Supplied data:
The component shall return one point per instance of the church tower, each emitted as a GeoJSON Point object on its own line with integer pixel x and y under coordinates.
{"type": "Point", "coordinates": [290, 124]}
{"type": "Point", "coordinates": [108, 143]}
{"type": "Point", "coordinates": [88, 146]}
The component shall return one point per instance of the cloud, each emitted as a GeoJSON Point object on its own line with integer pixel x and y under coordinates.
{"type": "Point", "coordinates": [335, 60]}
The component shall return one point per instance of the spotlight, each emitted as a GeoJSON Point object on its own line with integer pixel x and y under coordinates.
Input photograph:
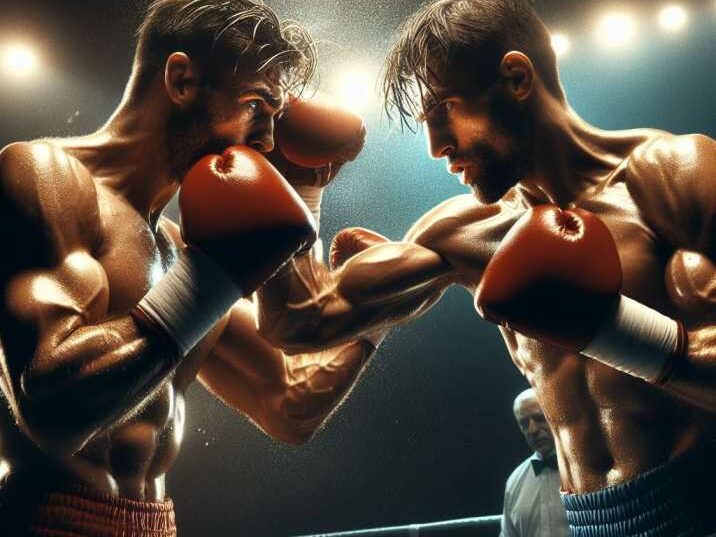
{"type": "Point", "coordinates": [19, 60]}
{"type": "Point", "coordinates": [616, 29]}
{"type": "Point", "coordinates": [673, 18]}
{"type": "Point", "coordinates": [560, 44]}
{"type": "Point", "coordinates": [356, 90]}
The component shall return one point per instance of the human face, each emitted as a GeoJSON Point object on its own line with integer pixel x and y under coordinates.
{"type": "Point", "coordinates": [479, 133]}
{"type": "Point", "coordinates": [534, 426]}
{"type": "Point", "coordinates": [241, 112]}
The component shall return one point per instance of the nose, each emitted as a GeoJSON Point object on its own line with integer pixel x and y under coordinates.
{"type": "Point", "coordinates": [262, 139]}
{"type": "Point", "coordinates": [440, 142]}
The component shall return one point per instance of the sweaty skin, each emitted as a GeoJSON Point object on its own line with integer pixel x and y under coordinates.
{"type": "Point", "coordinates": [89, 397]}
{"type": "Point", "coordinates": [655, 192]}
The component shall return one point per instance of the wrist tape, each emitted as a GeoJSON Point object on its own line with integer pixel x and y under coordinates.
{"type": "Point", "coordinates": [637, 340]}
{"type": "Point", "coordinates": [189, 299]}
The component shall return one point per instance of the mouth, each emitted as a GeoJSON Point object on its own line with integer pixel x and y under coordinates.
{"type": "Point", "coordinates": [466, 174]}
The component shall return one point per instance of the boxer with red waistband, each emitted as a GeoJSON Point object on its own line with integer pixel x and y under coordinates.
{"type": "Point", "coordinates": [110, 310]}
{"type": "Point", "coordinates": [594, 251]}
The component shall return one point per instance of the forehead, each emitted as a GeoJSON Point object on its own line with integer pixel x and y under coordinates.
{"type": "Point", "coordinates": [246, 80]}
{"type": "Point", "coordinates": [445, 81]}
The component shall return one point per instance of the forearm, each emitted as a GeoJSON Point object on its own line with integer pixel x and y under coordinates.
{"type": "Point", "coordinates": [288, 396]}
{"type": "Point", "coordinates": [693, 378]}
{"type": "Point", "coordinates": [316, 383]}
{"type": "Point", "coordinates": [114, 365]}
{"type": "Point", "coordinates": [307, 307]}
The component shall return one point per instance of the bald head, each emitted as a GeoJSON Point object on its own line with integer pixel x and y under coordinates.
{"type": "Point", "coordinates": [532, 422]}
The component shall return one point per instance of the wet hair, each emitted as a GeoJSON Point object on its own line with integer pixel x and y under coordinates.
{"type": "Point", "coordinates": [222, 36]}
{"type": "Point", "coordinates": [473, 34]}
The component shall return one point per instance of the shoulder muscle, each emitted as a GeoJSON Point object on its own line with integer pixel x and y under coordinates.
{"type": "Point", "coordinates": [673, 181]}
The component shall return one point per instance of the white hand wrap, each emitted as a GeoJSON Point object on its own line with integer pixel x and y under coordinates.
{"type": "Point", "coordinates": [190, 298]}
{"type": "Point", "coordinates": [312, 197]}
{"type": "Point", "coordinates": [638, 340]}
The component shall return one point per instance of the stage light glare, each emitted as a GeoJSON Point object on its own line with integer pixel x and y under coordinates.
{"type": "Point", "coordinates": [19, 60]}
{"type": "Point", "coordinates": [356, 89]}
{"type": "Point", "coordinates": [560, 44]}
{"type": "Point", "coordinates": [616, 29]}
{"type": "Point", "coordinates": [673, 18]}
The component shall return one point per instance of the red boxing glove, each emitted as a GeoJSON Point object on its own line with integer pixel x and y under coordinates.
{"type": "Point", "coordinates": [242, 221]}
{"type": "Point", "coordinates": [314, 133]}
{"type": "Point", "coordinates": [241, 212]}
{"type": "Point", "coordinates": [556, 277]}
{"type": "Point", "coordinates": [351, 241]}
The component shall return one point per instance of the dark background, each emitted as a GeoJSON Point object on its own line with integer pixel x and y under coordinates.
{"type": "Point", "coordinates": [428, 432]}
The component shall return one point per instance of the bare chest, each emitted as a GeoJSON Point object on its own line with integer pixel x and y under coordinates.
{"type": "Point", "coordinates": [133, 255]}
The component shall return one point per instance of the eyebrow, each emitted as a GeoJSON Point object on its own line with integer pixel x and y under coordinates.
{"type": "Point", "coordinates": [268, 96]}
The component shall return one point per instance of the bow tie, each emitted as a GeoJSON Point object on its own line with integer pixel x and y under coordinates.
{"type": "Point", "coordinates": [540, 464]}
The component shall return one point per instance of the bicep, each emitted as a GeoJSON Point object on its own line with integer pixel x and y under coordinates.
{"type": "Point", "coordinates": [44, 306]}
{"type": "Point", "coordinates": [691, 285]}
{"type": "Point", "coordinates": [242, 367]}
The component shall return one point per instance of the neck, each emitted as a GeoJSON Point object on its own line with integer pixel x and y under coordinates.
{"type": "Point", "coordinates": [130, 155]}
{"type": "Point", "coordinates": [569, 156]}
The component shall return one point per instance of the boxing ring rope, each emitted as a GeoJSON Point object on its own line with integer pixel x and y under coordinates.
{"type": "Point", "coordinates": [484, 526]}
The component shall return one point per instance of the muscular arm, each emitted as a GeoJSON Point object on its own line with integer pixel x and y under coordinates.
{"type": "Point", "coordinates": [308, 307]}
{"type": "Point", "coordinates": [69, 370]}
{"type": "Point", "coordinates": [675, 185]}
{"type": "Point", "coordinates": [288, 397]}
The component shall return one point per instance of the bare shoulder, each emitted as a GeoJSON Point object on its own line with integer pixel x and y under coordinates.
{"type": "Point", "coordinates": [672, 180]}
{"type": "Point", "coordinates": [42, 187]}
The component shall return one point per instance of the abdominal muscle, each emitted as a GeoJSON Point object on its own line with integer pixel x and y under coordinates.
{"type": "Point", "coordinates": [609, 427]}
{"type": "Point", "coordinates": [132, 459]}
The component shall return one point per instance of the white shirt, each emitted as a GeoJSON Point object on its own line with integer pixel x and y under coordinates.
{"type": "Point", "coordinates": [533, 507]}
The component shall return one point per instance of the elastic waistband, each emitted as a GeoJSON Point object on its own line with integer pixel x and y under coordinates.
{"type": "Point", "coordinates": [675, 499]}
{"type": "Point", "coordinates": [79, 511]}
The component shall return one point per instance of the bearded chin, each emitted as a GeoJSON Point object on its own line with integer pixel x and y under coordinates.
{"type": "Point", "coordinates": [500, 172]}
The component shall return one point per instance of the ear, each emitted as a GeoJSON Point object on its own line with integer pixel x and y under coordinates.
{"type": "Point", "coordinates": [517, 71]}
{"type": "Point", "coordinates": [181, 79]}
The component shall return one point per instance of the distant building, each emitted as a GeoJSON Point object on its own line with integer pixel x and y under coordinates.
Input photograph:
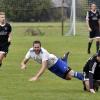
{"type": "Point", "coordinates": [56, 9]}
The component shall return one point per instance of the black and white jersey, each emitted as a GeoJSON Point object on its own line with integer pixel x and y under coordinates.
{"type": "Point", "coordinates": [93, 18]}
{"type": "Point", "coordinates": [4, 33]}
{"type": "Point", "coordinates": [92, 66]}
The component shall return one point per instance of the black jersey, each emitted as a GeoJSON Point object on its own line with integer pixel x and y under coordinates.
{"type": "Point", "coordinates": [93, 18]}
{"type": "Point", "coordinates": [4, 33]}
{"type": "Point", "coordinates": [92, 66]}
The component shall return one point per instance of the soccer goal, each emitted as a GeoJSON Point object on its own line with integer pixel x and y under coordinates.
{"type": "Point", "coordinates": [75, 14]}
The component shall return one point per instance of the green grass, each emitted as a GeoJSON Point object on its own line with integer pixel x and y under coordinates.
{"type": "Point", "coordinates": [14, 84]}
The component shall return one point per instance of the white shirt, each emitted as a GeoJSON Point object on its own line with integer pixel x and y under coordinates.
{"type": "Point", "coordinates": [44, 55]}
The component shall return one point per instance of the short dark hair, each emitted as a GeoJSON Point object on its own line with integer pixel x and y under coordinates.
{"type": "Point", "coordinates": [37, 42]}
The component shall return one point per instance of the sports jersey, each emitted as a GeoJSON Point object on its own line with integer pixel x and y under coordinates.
{"type": "Point", "coordinates": [91, 70]}
{"type": "Point", "coordinates": [42, 56]}
{"type": "Point", "coordinates": [93, 18]}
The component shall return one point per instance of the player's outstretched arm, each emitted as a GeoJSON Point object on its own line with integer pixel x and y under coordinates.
{"type": "Point", "coordinates": [40, 72]}
{"type": "Point", "coordinates": [23, 63]}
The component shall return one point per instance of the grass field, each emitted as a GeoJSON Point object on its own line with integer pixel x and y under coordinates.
{"type": "Point", "coordinates": [14, 84]}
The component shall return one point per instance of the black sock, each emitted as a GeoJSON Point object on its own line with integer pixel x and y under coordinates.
{"type": "Point", "coordinates": [89, 47]}
{"type": "Point", "coordinates": [97, 45]}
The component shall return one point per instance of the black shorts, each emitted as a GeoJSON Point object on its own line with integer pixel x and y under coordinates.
{"type": "Point", "coordinates": [94, 34]}
{"type": "Point", "coordinates": [4, 47]}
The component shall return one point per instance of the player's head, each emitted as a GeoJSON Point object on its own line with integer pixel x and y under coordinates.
{"type": "Point", "coordinates": [98, 56]}
{"type": "Point", "coordinates": [37, 46]}
{"type": "Point", "coordinates": [2, 17]}
{"type": "Point", "coordinates": [93, 6]}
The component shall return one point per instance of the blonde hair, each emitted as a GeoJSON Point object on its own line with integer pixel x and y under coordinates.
{"type": "Point", "coordinates": [2, 13]}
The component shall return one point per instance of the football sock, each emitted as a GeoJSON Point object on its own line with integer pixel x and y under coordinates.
{"type": "Point", "coordinates": [97, 45]}
{"type": "Point", "coordinates": [89, 47]}
{"type": "Point", "coordinates": [78, 75]}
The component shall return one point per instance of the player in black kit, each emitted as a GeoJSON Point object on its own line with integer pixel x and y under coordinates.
{"type": "Point", "coordinates": [91, 73]}
{"type": "Point", "coordinates": [5, 36]}
{"type": "Point", "coordinates": [93, 23]}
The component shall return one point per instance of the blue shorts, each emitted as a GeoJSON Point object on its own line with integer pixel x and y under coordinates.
{"type": "Point", "coordinates": [60, 68]}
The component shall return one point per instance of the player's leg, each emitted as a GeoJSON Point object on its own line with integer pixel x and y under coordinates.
{"type": "Point", "coordinates": [3, 52]}
{"type": "Point", "coordinates": [2, 55]}
{"type": "Point", "coordinates": [87, 85]}
{"type": "Point", "coordinates": [91, 38]}
{"type": "Point", "coordinates": [74, 74]}
{"type": "Point", "coordinates": [89, 45]}
{"type": "Point", "coordinates": [97, 41]}
{"type": "Point", "coordinates": [65, 57]}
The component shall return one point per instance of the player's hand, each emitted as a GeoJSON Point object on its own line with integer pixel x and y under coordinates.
{"type": "Point", "coordinates": [23, 66]}
{"type": "Point", "coordinates": [92, 91]}
{"type": "Point", "coordinates": [89, 29]}
{"type": "Point", "coordinates": [33, 79]}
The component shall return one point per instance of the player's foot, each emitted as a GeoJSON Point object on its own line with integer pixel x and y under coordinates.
{"type": "Point", "coordinates": [89, 51]}
{"type": "Point", "coordinates": [65, 57]}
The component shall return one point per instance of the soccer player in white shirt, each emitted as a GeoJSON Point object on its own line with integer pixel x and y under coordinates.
{"type": "Point", "coordinates": [50, 62]}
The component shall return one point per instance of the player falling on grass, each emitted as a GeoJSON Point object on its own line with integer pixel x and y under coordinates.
{"type": "Point", "coordinates": [49, 61]}
{"type": "Point", "coordinates": [93, 23]}
{"type": "Point", "coordinates": [91, 72]}
{"type": "Point", "coordinates": [5, 36]}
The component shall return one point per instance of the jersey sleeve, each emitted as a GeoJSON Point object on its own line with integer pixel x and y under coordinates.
{"type": "Point", "coordinates": [45, 57]}
{"type": "Point", "coordinates": [28, 55]}
{"type": "Point", "coordinates": [10, 28]}
{"type": "Point", "coordinates": [87, 15]}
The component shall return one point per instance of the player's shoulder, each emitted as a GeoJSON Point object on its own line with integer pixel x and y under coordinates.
{"type": "Point", "coordinates": [31, 50]}
{"type": "Point", "coordinates": [43, 49]}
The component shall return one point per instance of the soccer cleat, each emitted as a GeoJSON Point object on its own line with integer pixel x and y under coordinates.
{"type": "Point", "coordinates": [65, 57]}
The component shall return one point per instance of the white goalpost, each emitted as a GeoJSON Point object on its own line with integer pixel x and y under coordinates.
{"type": "Point", "coordinates": [72, 29]}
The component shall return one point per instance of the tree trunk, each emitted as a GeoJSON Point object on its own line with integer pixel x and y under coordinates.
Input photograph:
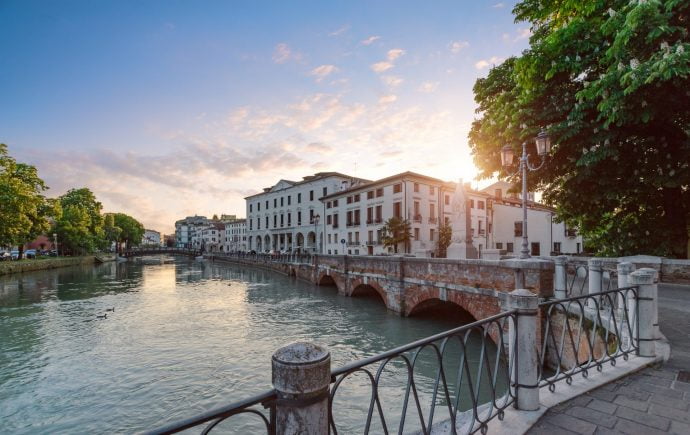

Short task:
Lay out everything from the line containing "white goalpost, each" down to the end of the records as a Markdown table with the columns Number and Text, one row per line. Skip blank lines and leave the pictures out.

Reply:
| Number | Text |
|---|---|
| 1 | The component shall return one point per instance of the white goalpost, each emitted as a GeoJSON Point object on its own line with integer pixel x and y under coordinates. |
| 2 | {"type": "Point", "coordinates": [72, 29]} |
| 3 | The component shall return one point per instance of the tree trunk, each emitted as a GeoJSON Point object on its own line with integer pixel x and y under coordinates. |
| 4 | Input photograph: |